- [Stored data entries]:
● ● ●
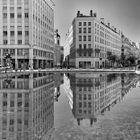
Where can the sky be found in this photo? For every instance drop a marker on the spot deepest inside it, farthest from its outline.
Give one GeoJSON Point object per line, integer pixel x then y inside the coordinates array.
{"type": "Point", "coordinates": [123, 14]}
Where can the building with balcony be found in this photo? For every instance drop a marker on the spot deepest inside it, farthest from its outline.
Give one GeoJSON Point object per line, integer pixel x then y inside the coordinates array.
{"type": "Point", "coordinates": [129, 49]}
{"type": "Point", "coordinates": [92, 95]}
{"type": "Point", "coordinates": [58, 51]}
{"type": "Point", "coordinates": [27, 107]}
{"type": "Point", "coordinates": [27, 32]}
{"type": "Point", "coordinates": [90, 41]}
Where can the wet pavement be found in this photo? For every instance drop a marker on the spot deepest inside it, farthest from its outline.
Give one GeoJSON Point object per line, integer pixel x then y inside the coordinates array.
{"type": "Point", "coordinates": [70, 106]}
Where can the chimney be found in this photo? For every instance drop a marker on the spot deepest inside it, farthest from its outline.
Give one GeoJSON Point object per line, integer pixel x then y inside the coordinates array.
{"type": "Point", "coordinates": [102, 20]}
{"type": "Point", "coordinates": [91, 13]}
{"type": "Point", "coordinates": [95, 14]}
{"type": "Point", "coordinates": [108, 24]}
{"type": "Point", "coordinates": [78, 13]}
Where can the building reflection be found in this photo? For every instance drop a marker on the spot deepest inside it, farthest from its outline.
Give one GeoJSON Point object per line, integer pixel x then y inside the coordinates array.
{"type": "Point", "coordinates": [90, 95]}
{"type": "Point", "coordinates": [129, 81]}
{"type": "Point", "coordinates": [58, 81]}
{"type": "Point", "coordinates": [27, 107]}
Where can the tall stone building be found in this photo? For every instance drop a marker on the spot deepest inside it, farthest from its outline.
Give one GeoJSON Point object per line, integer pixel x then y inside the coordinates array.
{"type": "Point", "coordinates": [58, 50]}
{"type": "Point", "coordinates": [91, 41]}
{"type": "Point", "coordinates": [27, 32]}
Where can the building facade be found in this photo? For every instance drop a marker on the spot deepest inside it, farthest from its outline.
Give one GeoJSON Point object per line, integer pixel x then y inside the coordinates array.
{"type": "Point", "coordinates": [90, 95]}
{"type": "Point", "coordinates": [91, 41]}
{"type": "Point", "coordinates": [129, 49]}
{"type": "Point", "coordinates": [58, 50]}
{"type": "Point", "coordinates": [27, 107]}
{"type": "Point", "coordinates": [27, 32]}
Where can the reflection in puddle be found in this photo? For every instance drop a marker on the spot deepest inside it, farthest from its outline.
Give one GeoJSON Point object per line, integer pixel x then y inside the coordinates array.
{"type": "Point", "coordinates": [27, 107]}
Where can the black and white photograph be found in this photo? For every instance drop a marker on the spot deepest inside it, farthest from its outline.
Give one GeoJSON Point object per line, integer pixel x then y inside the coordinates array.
{"type": "Point", "coordinates": [69, 69]}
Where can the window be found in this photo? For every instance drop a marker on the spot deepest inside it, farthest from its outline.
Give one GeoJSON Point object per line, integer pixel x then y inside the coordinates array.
{"type": "Point", "coordinates": [80, 23]}
{"type": "Point", "coordinates": [85, 38]}
{"type": "Point", "coordinates": [5, 42]}
{"type": "Point", "coordinates": [85, 46]}
{"type": "Point", "coordinates": [80, 104]}
{"type": "Point", "coordinates": [12, 33]}
{"type": "Point", "coordinates": [4, 15]}
{"type": "Point", "coordinates": [89, 30]}
{"type": "Point", "coordinates": [89, 38]}
{"type": "Point", "coordinates": [26, 15]}
{"type": "Point", "coordinates": [19, 32]}
{"type": "Point", "coordinates": [11, 15]}
{"type": "Point", "coordinates": [89, 45]}
{"type": "Point", "coordinates": [89, 23]}
{"type": "Point", "coordinates": [19, 41]}
{"type": "Point", "coordinates": [19, 15]}
{"type": "Point", "coordinates": [85, 30]}
{"type": "Point", "coordinates": [4, 33]}
{"type": "Point", "coordinates": [26, 33]}
{"type": "Point", "coordinates": [85, 23]}
{"type": "Point", "coordinates": [80, 30]}
{"type": "Point", "coordinates": [80, 46]}
{"type": "Point", "coordinates": [80, 38]}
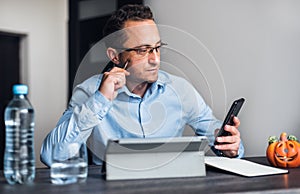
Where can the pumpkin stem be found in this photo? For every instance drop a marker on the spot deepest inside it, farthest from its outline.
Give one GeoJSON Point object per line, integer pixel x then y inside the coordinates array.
{"type": "Point", "coordinates": [283, 136]}
{"type": "Point", "coordinates": [272, 139]}
{"type": "Point", "coordinates": [292, 138]}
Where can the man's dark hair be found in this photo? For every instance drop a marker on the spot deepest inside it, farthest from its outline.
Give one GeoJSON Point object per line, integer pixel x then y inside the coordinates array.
{"type": "Point", "coordinates": [125, 13]}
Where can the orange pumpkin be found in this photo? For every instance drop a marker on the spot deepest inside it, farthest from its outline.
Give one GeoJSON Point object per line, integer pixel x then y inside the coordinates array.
{"type": "Point", "coordinates": [284, 152]}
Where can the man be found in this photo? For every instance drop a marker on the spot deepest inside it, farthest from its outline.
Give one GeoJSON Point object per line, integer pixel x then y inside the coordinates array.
{"type": "Point", "coordinates": [135, 99]}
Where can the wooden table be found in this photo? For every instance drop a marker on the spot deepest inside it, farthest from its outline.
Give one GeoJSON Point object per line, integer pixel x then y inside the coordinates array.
{"type": "Point", "coordinates": [216, 181]}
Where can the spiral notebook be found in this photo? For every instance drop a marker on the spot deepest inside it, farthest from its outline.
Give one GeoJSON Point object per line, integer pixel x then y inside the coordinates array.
{"type": "Point", "coordinates": [242, 167]}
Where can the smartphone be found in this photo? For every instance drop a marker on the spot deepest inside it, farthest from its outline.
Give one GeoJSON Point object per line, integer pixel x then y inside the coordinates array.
{"type": "Point", "coordinates": [233, 112]}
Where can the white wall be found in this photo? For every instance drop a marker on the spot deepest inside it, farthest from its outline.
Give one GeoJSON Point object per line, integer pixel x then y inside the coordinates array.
{"type": "Point", "coordinates": [45, 24]}
{"type": "Point", "coordinates": [256, 45]}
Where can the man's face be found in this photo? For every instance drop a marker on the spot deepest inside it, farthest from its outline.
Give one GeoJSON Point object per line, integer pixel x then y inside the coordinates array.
{"type": "Point", "coordinates": [143, 36]}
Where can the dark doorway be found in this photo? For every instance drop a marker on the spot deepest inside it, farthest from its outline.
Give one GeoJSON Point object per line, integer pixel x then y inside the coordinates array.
{"type": "Point", "coordinates": [10, 75]}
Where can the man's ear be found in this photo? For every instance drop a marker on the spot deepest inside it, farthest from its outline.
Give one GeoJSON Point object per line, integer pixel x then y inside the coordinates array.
{"type": "Point", "coordinates": [113, 55]}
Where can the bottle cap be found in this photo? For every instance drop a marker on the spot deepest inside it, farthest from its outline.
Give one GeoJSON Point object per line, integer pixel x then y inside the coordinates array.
{"type": "Point", "coordinates": [20, 89]}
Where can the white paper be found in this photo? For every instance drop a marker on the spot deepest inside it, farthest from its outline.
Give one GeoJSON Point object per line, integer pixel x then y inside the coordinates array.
{"type": "Point", "coordinates": [242, 167]}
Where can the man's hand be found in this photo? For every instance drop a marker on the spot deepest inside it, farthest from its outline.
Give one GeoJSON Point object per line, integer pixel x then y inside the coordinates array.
{"type": "Point", "coordinates": [112, 81]}
{"type": "Point", "coordinates": [232, 143]}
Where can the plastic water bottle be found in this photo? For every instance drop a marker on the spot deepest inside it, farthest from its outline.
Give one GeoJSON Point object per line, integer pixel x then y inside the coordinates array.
{"type": "Point", "coordinates": [19, 156]}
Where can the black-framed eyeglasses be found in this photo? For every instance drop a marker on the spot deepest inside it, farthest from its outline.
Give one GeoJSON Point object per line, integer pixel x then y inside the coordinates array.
{"type": "Point", "coordinates": [143, 51]}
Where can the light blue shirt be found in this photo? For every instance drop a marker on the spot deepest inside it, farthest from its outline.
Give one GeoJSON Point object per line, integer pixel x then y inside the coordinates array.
{"type": "Point", "coordinates": [167, 107]}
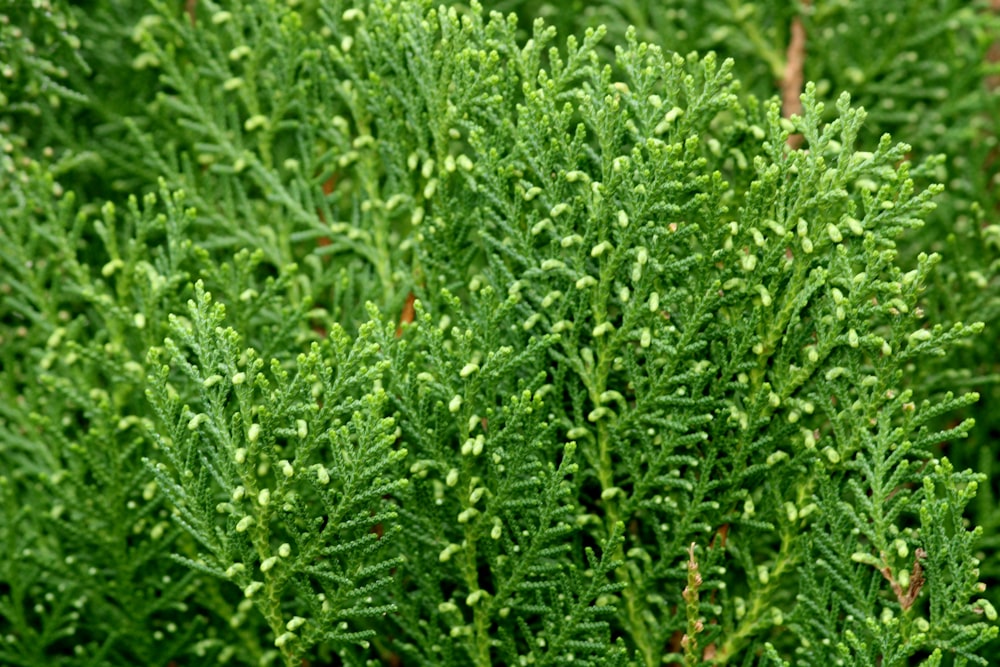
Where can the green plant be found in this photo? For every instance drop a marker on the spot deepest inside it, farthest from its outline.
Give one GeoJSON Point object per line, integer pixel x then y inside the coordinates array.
{"type": "Point", "coordinates": [419, 341]}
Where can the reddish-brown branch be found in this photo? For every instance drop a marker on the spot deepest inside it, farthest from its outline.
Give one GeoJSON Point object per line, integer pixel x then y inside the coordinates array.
{"type": "Point", "coordinates": [794, 77]}
{"type": "Point", "coordinates": [407, 315]}
{"type": "Point", "coordinates": [189, 7]}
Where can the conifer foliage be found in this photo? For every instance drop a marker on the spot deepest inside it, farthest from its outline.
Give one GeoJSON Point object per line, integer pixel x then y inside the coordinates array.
{"type": "Point", "coordinates": [382, 333]}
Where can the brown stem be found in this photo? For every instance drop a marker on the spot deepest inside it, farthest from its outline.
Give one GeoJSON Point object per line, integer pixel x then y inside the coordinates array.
{"type": "Point", "coordinates": [189, 7]}
{"type": "Point", "coordinates": [794, 77]}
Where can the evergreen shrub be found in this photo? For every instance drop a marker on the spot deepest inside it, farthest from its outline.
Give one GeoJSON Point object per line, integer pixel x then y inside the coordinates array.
{"type": "Point", "coordinates": [382, 333]}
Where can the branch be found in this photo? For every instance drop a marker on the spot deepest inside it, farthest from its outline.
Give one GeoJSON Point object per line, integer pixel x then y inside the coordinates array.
{"type": "Point", "coordinates": [793, 79]}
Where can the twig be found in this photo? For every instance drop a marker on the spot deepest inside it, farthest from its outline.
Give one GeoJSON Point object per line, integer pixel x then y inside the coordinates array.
{"type": "Point", "coordinates": [794, 77]}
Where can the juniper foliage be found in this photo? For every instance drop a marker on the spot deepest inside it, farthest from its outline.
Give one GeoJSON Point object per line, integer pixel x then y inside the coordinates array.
{"type": "Point", "coordinates": [657, 400]}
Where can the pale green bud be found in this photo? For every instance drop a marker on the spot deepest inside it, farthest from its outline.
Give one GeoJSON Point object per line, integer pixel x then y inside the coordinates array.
{"type": "Point", "coordinates": [551, 298]}
{"type": "Point", "coordinates": [600, 249]}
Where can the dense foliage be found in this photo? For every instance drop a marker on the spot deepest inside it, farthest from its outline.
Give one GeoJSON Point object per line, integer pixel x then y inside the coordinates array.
{"type": "Point", "coordinates": [379, 333]}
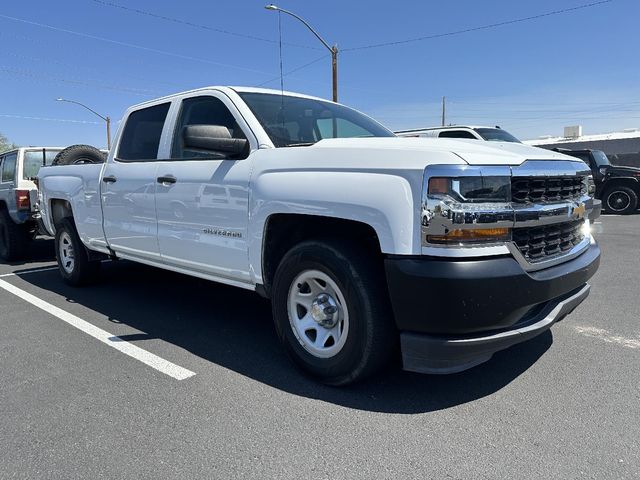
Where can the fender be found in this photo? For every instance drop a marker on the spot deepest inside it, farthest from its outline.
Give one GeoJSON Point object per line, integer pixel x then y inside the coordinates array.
{"type": "Point", "coordinates": [385, 201]}
{"type": "Point", "coordinates": [79, 185]}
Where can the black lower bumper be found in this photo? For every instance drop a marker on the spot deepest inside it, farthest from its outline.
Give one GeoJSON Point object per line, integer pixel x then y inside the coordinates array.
{"type": "Point", "coordinates": [454, 314]}
{"type": "Point", "coordinates": [436, 354]}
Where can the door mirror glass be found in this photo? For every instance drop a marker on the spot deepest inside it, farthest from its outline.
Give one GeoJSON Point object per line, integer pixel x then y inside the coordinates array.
{"type": "Point", "coordinates": [212, 139]}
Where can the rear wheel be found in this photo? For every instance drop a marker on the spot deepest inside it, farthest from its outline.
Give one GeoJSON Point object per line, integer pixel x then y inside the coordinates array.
{"type": "Point", "coordinates": [76, 154]}
{"type": "Point", "coordinates": [73, 262]}
{"type": "Point", "coordinates": [13, 238]}
{"type": "Point", "coordinates": [332, 312]}
{"type": "Point", "coordinates": [621, 200]}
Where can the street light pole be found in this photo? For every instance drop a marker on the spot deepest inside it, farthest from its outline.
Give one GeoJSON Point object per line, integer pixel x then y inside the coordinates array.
{"type": "Point", "coordinates": [107, 119]}
{"type": "Point", "coordinates": [333, 50]}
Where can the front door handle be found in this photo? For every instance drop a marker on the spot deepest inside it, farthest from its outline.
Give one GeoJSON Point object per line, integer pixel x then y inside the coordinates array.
{"type": "Point", "coordinates": [167, 179]}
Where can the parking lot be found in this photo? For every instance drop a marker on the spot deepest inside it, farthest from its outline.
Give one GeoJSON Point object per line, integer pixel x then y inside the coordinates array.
{"type": "Point", "coordinates": [208, 392]}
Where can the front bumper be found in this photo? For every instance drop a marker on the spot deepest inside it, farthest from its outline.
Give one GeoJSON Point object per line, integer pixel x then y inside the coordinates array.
{"type": "Point", "coordinates": [454, 314]}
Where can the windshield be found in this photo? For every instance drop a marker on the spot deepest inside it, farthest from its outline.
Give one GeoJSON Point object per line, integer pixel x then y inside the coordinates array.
{"type": "Point", "coordinates": [496, 135]}
{"type": "Point", "coordinates": [600, 158]}
{"type": "Point", "coordinates": [33, 161]}
{"type": "Point", "coordinates": [291, 121]}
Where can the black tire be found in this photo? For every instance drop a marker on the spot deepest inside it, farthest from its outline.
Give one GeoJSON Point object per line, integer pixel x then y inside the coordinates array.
{"type": "Point", "coordinates": [79, 154]}
{"type": "Point", "coordinates": [80, 271]}
{"type": "Point", "coordinates": [371, 338]}
{"type": "Point", "coordinates": [621, 200]}
{"type": "Point", "coordinates": [14, 239]}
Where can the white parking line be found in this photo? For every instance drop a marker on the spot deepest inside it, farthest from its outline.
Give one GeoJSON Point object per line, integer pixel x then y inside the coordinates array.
{"type": "Point", "coordinates": [153, 361]}
{"type": "Point", "coordinates": [608, 337]}
{"type": "Point", "coordinates": [24, 272]}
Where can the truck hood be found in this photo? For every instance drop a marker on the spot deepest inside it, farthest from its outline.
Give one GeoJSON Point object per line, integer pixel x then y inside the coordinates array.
{"type": "Point", "coordinates": [473, 152]}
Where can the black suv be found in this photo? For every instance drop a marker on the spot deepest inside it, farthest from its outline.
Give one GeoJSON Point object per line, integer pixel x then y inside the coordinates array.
{"type": "Point", "coordinates": [617, 186]}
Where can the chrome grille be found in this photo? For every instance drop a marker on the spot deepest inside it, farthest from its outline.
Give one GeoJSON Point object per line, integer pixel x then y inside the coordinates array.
{"type": "Point", "coordinates": [542, 243]}
{"type": "Point", "coordinates": [546, 189]}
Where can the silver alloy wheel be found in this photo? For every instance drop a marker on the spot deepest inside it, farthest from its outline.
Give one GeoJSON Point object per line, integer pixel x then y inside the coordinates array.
{"type": "Point", "coordinates": [318, 313]}
{"type": "Point", "coordinates": [67, 258]}
{"type": "Point", "coordinates": [618, 200]}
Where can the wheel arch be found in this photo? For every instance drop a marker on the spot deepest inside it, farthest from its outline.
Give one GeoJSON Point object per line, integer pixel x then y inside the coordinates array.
{"type": "Point", "coordinates": [628, 182]}
{"type": "Point", "coordinates": [282, 231]}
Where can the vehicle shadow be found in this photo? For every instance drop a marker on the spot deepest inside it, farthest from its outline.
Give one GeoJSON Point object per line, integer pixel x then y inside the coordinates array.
{"type": "Point", "coordinates": [233, 328]}
{"type": "Point", "coordinates": [40, 250]}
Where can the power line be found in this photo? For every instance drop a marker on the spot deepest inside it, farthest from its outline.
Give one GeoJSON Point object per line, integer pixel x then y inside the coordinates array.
{"type": "Point", "coordinates": [482, 27]}
{"type": "Point", "coordinates": [79, 68]}
{"type": "Point", "coordinates": [197, 25]}
{"type": "Point", "coordinates": [65, 120]}
{"type": "Point", "coordinates": [47, 78]}
{"type": "Point", "coordinates": [294, 70]}
{"type": "Point", "coordinates": [133, 45]}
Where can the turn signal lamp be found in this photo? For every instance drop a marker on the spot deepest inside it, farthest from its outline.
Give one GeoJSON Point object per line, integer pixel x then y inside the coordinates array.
{"type": "Point", "coordinates": [22, 200]}
{"type": "Point", "coordinates": [478, 235]}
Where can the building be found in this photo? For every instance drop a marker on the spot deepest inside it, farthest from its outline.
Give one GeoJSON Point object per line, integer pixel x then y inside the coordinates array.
{"type": "Point", "coordinates": [622, 148]}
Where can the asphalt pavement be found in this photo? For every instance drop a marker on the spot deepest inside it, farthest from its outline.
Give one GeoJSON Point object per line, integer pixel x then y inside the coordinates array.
{"type": "Point", "coordinates": [74, 406]}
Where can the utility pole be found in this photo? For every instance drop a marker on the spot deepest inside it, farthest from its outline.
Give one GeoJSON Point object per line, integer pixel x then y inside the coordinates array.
{"type": "Point", "coordinates": [333, 50]}
{"type": "Point", "coordinates": [107, 119]}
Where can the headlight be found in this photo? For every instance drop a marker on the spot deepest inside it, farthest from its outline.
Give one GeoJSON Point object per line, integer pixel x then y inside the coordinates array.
{"type": "Point", "coordinates": [591, 186]}
{"type": "Point", "coordinates": [466, 205]}
{"type": "Point", "coordinates": [472, 189]}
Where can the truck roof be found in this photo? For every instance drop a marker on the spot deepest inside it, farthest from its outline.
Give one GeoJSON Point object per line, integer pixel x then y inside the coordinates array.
{"type": "Point", "coordinates": [232, 88]}
{"type": "Point", "coordinates": [446, 127]}
{"type": "Point", "coordinates": [30, 147]}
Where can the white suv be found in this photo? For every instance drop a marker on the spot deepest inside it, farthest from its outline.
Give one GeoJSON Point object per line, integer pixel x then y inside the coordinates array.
{"type": "Point", "coordinates": [489, 134]}
{"type": "Point", "coordinates": [18, 195]}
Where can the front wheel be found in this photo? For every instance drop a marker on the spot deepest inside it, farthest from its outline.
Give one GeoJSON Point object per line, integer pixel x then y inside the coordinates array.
{"type": "Point", "coordinates": [73, 262]}
{"type": "Point", "coordinates": [621, 200]}
{"type": "Point", "coordinates": [13, 238]}
{"type": "Point", "coordinates": [332, 312]}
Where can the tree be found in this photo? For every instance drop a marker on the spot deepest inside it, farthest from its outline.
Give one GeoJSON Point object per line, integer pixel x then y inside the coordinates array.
{"type": "Point", "coordinates": [5, 144]}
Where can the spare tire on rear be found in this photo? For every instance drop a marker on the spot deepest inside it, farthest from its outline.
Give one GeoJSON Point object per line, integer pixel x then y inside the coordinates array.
{"type": "Point", "coordinates": [77, 154]}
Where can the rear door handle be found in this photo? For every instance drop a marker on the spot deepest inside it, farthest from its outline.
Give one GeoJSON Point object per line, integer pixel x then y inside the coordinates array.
{"type": "Point", "coordinates": [167, 179]}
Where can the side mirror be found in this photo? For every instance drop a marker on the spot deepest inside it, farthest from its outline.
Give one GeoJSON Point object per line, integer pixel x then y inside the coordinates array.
{"type": "Point", "coordinates": [212, 138]}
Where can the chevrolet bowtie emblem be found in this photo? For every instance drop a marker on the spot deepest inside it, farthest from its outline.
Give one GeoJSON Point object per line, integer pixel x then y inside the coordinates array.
{"type": "Point", "coordinates": [579, 211]}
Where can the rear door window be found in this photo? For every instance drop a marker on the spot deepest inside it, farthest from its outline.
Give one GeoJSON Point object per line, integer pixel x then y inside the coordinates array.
{"type": "Point", "coordinates": [204, 110]}
{"type": "Point", "coordinates": [9, 167]}
{"type": "Point", "coordinates": [457, 134]}
{"type": "Point", "coordinates": [141, 136]}
{"type": "Point", "coordinates": [33, 161]}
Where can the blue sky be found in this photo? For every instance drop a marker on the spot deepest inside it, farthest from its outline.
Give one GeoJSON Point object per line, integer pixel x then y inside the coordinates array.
{"type": "Point", "coordinates": [532, 78]}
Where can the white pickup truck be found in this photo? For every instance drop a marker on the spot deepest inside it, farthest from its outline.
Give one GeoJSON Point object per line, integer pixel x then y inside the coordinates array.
{"type": "Point", "coordinates": [366, 244]}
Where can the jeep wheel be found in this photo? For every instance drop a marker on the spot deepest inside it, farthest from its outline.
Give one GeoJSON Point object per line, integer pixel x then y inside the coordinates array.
{"type": "Point", "coordinates": [621, 200]}
{"type": "Point", "coordinates": [332, 312]}
{"type": "Point", "coordinates": [75, 267]}
{"type": "Point", "coordinates": [13, 238]}
{"type": "Point", "coordinates": [76, 154]}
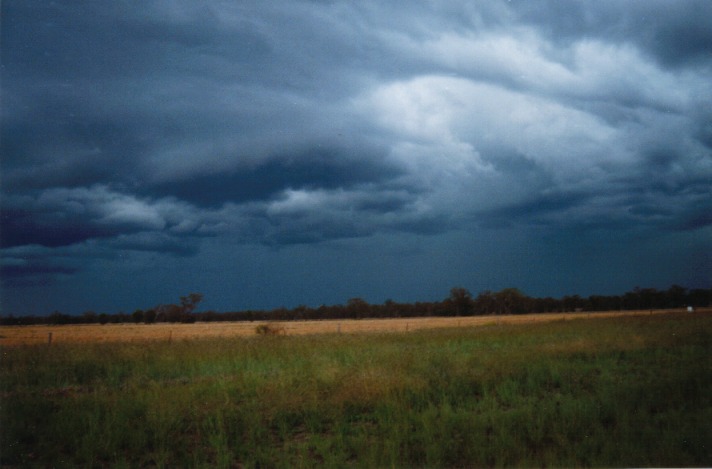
● ● ●
- [Exercise requirements]: Leave the pictures out, and transcribe exactly the lines above starting at the one that contains "Where can the light" and ending at the one that contains "Where can the brown".

- [Task output]:
Where can the light blue shirt be found in this photo? For every instance drop a marker on the spot deepest inside it, farthest from its outline.
Give one GeoJSON Point object per line, integer pixel x then y inside the coordinates array.
{"type": "Point", "coordinates": [167, 107]}
Where can the green plant be found in this photo? For every instance drop a marker on the spot deepest inside it, farthest from its outline.
Give one GeoJSON Point object per line, integer pixel x then y inside the coordinates array.
{"type": "Point", "coordinates": [419, 341]}
Where can the reddish-brown branch be found in this photo? For every instance drop a marker on the spot deepest inside it, farthest from its outline.
Give one GeoJSON Point object per line, integer pixel x then y inside the coordinates array.
{"type": "Point", "coordinates": [794, 77]}
{"type": "Point", "coordinates": [407, 315]}
{"type": "Point", "coordinates": [189, 7]}
Where can the conifer foliage be found in this photo? For every instance drop a marker on the spot deepest inside it, farthest from its outline.
Give one GeoJSON Point object per line, integer pixel x then y inside the coordinates array.
{"type": "Point", "coordinates": [382, 333]}
Where can the brown stem be found in this photo? For every instance drop a marker on the spot deepest inside it, farthest from its outline.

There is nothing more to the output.